__The input__
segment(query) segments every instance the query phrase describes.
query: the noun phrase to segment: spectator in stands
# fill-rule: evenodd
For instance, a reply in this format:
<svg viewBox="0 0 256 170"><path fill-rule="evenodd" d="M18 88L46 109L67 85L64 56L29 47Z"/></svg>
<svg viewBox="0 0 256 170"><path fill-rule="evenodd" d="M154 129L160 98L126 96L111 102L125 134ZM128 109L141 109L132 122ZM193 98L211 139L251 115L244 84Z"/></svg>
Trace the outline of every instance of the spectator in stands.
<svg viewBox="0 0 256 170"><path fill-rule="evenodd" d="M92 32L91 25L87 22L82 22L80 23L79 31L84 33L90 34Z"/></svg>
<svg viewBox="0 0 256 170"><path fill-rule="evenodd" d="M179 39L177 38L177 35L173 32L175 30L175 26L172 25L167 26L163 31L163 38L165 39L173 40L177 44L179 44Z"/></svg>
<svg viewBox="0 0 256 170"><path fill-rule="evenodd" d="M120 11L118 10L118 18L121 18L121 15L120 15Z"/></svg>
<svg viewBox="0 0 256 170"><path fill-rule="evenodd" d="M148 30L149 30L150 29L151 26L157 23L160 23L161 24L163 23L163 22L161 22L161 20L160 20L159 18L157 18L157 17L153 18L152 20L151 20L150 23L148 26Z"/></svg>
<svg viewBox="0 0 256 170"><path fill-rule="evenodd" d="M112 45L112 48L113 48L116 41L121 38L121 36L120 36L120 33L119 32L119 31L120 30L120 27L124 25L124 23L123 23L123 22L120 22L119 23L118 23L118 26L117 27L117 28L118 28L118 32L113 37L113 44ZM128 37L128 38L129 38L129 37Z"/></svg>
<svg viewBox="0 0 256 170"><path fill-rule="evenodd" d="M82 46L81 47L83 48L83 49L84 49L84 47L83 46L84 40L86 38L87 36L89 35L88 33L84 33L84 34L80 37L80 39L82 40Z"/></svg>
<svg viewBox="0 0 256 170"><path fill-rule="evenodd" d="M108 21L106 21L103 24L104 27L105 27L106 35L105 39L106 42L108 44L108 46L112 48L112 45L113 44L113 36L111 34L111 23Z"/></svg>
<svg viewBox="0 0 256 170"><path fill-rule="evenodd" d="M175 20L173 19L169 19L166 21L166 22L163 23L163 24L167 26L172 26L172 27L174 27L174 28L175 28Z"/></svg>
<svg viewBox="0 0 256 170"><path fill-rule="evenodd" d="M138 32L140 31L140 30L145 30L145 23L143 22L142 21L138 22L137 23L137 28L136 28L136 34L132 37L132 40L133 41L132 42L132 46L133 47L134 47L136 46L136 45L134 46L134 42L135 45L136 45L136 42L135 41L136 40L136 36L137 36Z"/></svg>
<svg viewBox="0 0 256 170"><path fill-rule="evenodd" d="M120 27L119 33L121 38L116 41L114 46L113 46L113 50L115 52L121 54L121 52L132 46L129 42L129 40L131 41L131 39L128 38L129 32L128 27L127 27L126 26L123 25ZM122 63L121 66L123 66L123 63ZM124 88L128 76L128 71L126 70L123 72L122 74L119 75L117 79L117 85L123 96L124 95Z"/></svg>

__Written task__
Can you rewrite everything from the start of the items down through the line containing "Trace the outline", renaming "spectator in stands" to "fan in bleachers" and leaving all else unchanged?

__Exercise response__
segment(query) segments every instance the query phrase describes.
query: the noun phrase to segment: fan in bleachers
# fill-rule: evenodd
For instance, a reply in this format:
<svg viewBox="0 0 256 170"><path fill-rule="evenodd" d="M18 88L46 109L67 85L64 56L29 47Z"/></svg>
<svg viewBox="0 0 256 170"><path fill-rule="evenodd" d="M154 129L160 98L126 96L111 102L125 134ZM128 109L141 109L132 122ZM193 98L211 139L251 115L244 84Z"/></svg>
Trace the outline of every instance of the fan in bleachers.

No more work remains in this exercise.